Exercise aim
Set down the records exactly, and omit any image found in them.

Data records
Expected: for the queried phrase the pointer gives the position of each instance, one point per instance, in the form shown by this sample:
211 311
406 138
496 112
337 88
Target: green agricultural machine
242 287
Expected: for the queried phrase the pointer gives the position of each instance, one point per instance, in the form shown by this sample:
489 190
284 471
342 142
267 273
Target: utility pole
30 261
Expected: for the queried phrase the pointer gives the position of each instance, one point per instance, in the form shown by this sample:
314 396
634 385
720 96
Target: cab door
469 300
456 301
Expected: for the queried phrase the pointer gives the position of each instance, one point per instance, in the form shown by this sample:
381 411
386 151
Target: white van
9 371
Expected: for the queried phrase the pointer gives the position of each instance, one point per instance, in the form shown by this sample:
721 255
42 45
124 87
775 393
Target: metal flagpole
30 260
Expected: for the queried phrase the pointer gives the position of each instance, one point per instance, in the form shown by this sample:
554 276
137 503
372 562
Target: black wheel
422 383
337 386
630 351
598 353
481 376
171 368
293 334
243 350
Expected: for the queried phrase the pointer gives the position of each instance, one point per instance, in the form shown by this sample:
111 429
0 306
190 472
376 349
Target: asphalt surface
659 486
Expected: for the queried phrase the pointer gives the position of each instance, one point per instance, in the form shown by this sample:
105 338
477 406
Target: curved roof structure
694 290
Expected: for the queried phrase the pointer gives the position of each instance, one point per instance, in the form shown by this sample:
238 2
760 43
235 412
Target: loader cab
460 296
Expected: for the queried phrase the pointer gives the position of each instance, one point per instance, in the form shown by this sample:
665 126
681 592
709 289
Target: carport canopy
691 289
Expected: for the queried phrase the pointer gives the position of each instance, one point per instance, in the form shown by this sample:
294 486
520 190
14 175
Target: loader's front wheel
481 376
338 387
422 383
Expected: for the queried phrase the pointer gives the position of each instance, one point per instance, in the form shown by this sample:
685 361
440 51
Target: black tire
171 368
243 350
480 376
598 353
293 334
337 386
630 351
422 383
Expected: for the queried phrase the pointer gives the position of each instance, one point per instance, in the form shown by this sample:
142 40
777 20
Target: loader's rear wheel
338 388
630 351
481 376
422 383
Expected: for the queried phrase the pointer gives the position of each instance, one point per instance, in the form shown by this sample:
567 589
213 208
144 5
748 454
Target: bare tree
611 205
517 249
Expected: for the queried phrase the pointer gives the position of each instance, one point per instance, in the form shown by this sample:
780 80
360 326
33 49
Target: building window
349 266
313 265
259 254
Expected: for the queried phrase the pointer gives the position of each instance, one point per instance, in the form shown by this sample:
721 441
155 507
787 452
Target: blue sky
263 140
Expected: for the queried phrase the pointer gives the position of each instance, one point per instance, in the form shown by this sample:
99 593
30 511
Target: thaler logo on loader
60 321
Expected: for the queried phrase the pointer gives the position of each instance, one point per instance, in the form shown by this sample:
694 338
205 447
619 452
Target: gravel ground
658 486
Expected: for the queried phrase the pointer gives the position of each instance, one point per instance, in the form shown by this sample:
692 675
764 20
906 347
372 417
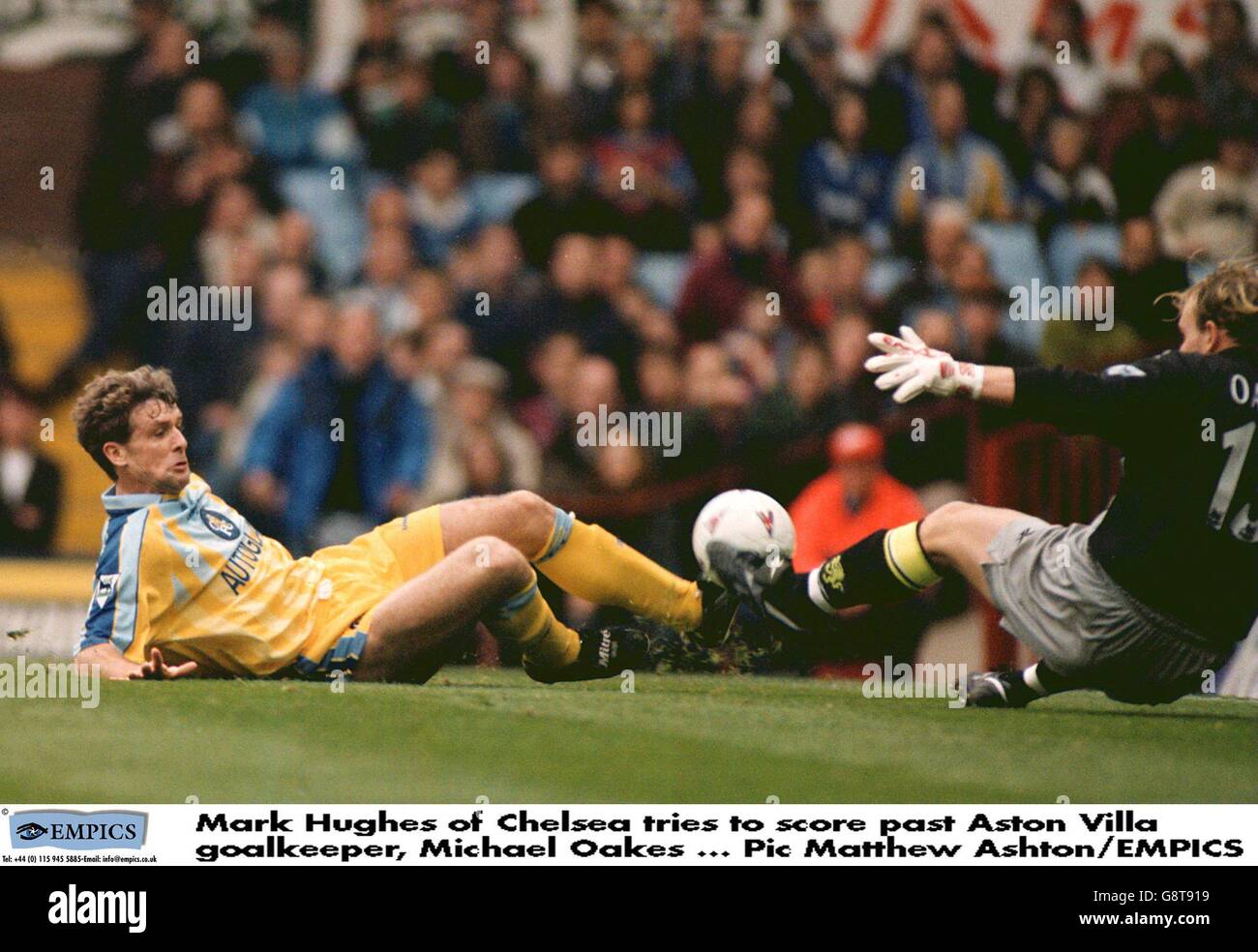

Exercise output
Expected: for the queried phrase the pointer gives the position of each instance, one point per instance, in the form shown by this sample:
211 311
406 138
496 112
337 88
Target: green agricultural machine
242 287
Expected: for the queried phrase the pointer gives the position of each instance, one point per instance, in the form shown by this sample:
489 190
284 471
342 142
267 273
Target: utility pole
30 261
Expected: for the queried phrase the pointer gives the position of each instance, one point per instance, in the form shown by this sample:
314 396
634 385
720 96
Target: cab door
469 300
456 301
Expected: for the queried phrase the pointer gives the position of each instance, one point per instance, in the form shown by this sample:
381 411
386 151
Target: white van
9 371
Expected: for the queried phrase the pointer gives the position of each instance, one point per instance, in the form shown by this sample:
721 255
42 45
124 87
775 393
Target: metal flagpole
30 260
Expected: for the queried phrase the pointer gives the position of each instance, one point per instance, in the form shown by this sample:
554 276
137 503
372 562
Target: black wheel
422 383
337 386
630 351
598 353
481 376
171 368
293 334
243 350
Expected: for the queried phrase the pointer gives the position of each instance, one point per instance, in the form shown by this sample:
111 429
0 306
190 472
376 349
Target: asphalt surface
659 486
Expected: for the queried phrase the pointer gives the position of each instance, one point per instance, in the form shown by this sample:
105 338
477 406
Target: curved roof structure
694 290
Expected: for the queried phrase the pointer gives the position of each instance, one point per instance, in the form shown by this sample:
238 2
760 43
235 412
Target: loader cab
460 296
Expected: for the queried phrase the pointer gives the position of each instance, one point per instance, in the form shown by this sample:
665 126
681 592
709 289
Target: carport canopy
691 289
Expected: for the queried phrase the pointer gives the position of each instance, one point per instance, in the form shown by this sample:
294 486
520 190
14 175
Target: loader's front wheel
481 376
338 387
422 383
Expected: for the queried phrase the pointer gives the position of each instance, one point per instance, in the form shown by this sample:
685 361
440 51
Target: black tire
171 368
243 350
480 376
598 353
293 334
337 386
630 351
422 383
Expected: for the queried phrase the pointer gives the position of each instance, one point per instance, in the form shown by this sample:
142 40
777 20
Target: loader's rear wheel
338 388
630 351
481 376
422 383
Expected: for the queried phrase the pointer gives the position of each instance, one point per instance, in the form shown by this sample:
567 589
213 208
144 5
748 454
Target: bare tree
611 205
517 249
Expected: for the queried phrase the pointer gives the position of each instance, one point per instance, in the form shown by this sample:
780 80
360 326
33 49
Target: building window
349 266
313 265
259 254
Expected: for the queried phrase the pointer gives the position of each instance, one point per instance, in the form shown by this sample:
721 441
155 507
787 452
Target: blue sky
263 140
Expected: for the queried phrase the pointer gives the position of each instance, one point per instance, in the form shown by this sample:
99 593
30 511
Target: thaler logo on loader
60 321
Expected: for the queried phrase the pointer gives the position of each instance, one point per instance, in the form shown by this sample:
694 338
205 447
619 452
Target: gravel ground
658 486
Expected: for the queried phrase the pointer gives the position of each instance, one point per instance, in the form shown by this sample:
692 675
764 20
906 347
372 417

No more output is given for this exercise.